- **Seu objetivo**
Para cada afirmação a seguir, indique se concorda com o texto sobre HIV/aids, respondendo sim ou não e citando literalmente as palavras do texto que decidem a resposta.
1. Em 2007, segundo estimativa da OMS, 33,2 milhões de pessoas viviam com HIV/aids no mundo.
2. A maior parte das mortes por aids em 2007 ocorreu fora da África Subsaariana.
3. Os primeiros casos de aids começaram a ser identificados na década de noventa.

Não CategorizadoAbstract:
The advances in research and treatment regimens have transformed AIDS into a chronic illness, with a marked increase in the quality of life of those living with HIV/AIDS. This brings new challenges in understanding and treating the disease and those living with it. Viewed from this perspective, adherence to antiretroviral treatment (ART) has been made a priority in the public policy of countries such as Brazil. This article discusses the challenges and potential solutions to the monitoring and evaluation of adherence to ART as well as the advantages and disadvantages of the techniques available for its assessment. Emphasis is given to the work done in resource scarce countries with patients who have little or no formal education. It is necessary take into account logistic, conceptual and empirical aspects in the choice of methods to monitorate adherence, examining sociocultural and economic contexts, especially at scarce resource countries. The conclusion is that identify adequate and effective ways of measuring adherence remains an important challenge for those who work with HIV/AIDS.Keywords: HIV/AIDS, Antiretroviral therapy, Treatment adherence, Adherence evaluation
Content:
No início da década de oitenta do século passado começaram a ser identificados os primeiros casos de aids (Síndrome da Imunodeficiência Adquirida) e, após mais de duas décadas de descoberta do HIV (Vírus da Imunodeficiência Humana), ainda nos deparamos com desafios para a compreensão dos vários aspectos suscitados por essa epidemia.
Compreende-se a epidemia do HIV/Aids como problema de saúde pública tendo em vista suas conseqüências sobre o processo de governabilidade e sustentabilidade das nações e sociedades. A Organização Mundial de Saúde (OMS) 1 estima que, em 2007, 33,2 milhões de pessoas viviam com HIV/aids no mundo, sendo que desse total 2,5 milhões eram menores de 15 anos. Naquele ano, o número estimado de mortes em adultos e crianças por aids era de 2,1 milhões, sendo que 1,6 milhão (76%) desses óbitos ocorreu na África Subsaariana. Esses dados caracterizam uma pandemia, mantendo-se os padrões de expansão e disseminação, conforme a situação de cada país e de cada comunidade.

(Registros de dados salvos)
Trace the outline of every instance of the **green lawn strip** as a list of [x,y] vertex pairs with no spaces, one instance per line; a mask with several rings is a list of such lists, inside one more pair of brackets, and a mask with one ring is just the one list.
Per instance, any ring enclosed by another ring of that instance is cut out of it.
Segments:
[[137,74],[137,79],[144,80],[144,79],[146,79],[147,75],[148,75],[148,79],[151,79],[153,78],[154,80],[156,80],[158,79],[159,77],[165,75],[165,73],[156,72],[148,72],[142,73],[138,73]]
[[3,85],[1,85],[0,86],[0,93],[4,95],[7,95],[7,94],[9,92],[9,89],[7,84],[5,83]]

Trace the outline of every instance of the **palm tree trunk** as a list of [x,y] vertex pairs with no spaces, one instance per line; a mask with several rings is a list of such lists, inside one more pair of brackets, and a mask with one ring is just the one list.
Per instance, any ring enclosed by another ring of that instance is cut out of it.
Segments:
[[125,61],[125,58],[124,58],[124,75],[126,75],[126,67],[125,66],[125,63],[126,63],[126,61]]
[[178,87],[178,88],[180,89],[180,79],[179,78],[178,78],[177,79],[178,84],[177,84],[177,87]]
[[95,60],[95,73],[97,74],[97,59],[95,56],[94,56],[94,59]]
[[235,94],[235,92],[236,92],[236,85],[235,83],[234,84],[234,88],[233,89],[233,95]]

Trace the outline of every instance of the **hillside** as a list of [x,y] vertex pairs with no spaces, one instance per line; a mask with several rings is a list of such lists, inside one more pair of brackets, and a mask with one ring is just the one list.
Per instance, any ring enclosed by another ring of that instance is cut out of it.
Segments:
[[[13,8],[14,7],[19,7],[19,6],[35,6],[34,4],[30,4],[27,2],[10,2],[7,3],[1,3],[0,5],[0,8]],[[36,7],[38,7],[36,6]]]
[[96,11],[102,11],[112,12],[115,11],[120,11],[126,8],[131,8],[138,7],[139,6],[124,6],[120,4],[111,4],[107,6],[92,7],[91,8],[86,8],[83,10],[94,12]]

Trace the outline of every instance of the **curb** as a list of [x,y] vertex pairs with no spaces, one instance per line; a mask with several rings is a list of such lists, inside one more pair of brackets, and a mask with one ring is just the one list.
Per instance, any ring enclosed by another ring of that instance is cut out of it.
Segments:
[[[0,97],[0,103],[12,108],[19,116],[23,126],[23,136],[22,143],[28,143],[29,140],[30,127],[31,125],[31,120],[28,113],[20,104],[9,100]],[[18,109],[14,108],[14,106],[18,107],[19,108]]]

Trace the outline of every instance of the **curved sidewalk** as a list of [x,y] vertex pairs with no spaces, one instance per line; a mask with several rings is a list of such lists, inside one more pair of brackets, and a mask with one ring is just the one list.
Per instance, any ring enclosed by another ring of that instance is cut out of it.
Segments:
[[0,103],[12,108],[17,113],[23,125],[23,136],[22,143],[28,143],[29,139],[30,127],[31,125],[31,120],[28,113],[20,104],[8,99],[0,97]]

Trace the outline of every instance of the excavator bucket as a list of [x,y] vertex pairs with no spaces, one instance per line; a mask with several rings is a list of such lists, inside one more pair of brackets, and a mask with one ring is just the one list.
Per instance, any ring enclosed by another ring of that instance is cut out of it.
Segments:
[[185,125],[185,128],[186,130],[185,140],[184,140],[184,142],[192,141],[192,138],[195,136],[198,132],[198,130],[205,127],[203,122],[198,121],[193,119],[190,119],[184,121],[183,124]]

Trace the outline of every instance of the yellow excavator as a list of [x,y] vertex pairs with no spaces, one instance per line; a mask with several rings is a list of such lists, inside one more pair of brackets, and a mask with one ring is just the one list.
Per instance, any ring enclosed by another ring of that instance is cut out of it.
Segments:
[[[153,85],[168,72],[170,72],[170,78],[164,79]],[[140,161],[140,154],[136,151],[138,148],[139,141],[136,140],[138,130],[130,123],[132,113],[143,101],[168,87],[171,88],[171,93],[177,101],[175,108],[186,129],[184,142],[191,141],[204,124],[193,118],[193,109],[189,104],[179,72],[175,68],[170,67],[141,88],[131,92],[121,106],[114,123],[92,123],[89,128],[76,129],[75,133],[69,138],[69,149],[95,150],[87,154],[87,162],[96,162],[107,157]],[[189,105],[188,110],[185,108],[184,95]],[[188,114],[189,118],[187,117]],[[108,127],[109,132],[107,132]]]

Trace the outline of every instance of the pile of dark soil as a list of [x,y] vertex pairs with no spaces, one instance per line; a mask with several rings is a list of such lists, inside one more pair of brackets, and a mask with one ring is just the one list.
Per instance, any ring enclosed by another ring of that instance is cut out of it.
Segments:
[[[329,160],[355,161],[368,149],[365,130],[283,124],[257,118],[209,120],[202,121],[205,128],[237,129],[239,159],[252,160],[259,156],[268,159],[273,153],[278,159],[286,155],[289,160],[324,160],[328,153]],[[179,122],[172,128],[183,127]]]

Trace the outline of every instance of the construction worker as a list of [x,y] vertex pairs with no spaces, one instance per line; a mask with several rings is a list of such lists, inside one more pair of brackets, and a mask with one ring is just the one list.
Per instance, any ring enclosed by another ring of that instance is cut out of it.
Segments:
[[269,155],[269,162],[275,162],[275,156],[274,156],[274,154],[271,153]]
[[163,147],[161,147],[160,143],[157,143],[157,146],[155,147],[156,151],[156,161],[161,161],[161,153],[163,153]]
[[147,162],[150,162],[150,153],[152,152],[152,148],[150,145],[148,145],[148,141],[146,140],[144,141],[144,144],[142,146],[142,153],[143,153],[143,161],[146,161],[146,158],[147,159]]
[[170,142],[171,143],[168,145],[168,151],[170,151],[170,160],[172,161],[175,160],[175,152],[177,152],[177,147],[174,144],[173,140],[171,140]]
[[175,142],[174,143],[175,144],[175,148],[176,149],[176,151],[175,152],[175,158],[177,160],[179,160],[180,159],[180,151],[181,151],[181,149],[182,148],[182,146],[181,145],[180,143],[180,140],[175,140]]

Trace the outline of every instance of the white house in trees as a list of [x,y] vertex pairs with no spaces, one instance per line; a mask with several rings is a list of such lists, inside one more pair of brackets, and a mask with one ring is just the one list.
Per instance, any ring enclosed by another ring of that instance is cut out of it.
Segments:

- **Resposta esperada**
1. Sim: "estima que, em 2007, 33,2 milhões de pessoas viviam com HIV/aids no mundo"
2. Não: "1,6 milhão (76%) desses óbitos ocorreu na África Subsaariana"
3. Não: "No início da década de oitenta do século passado começaram a ser identificados os primeiros casos de aids"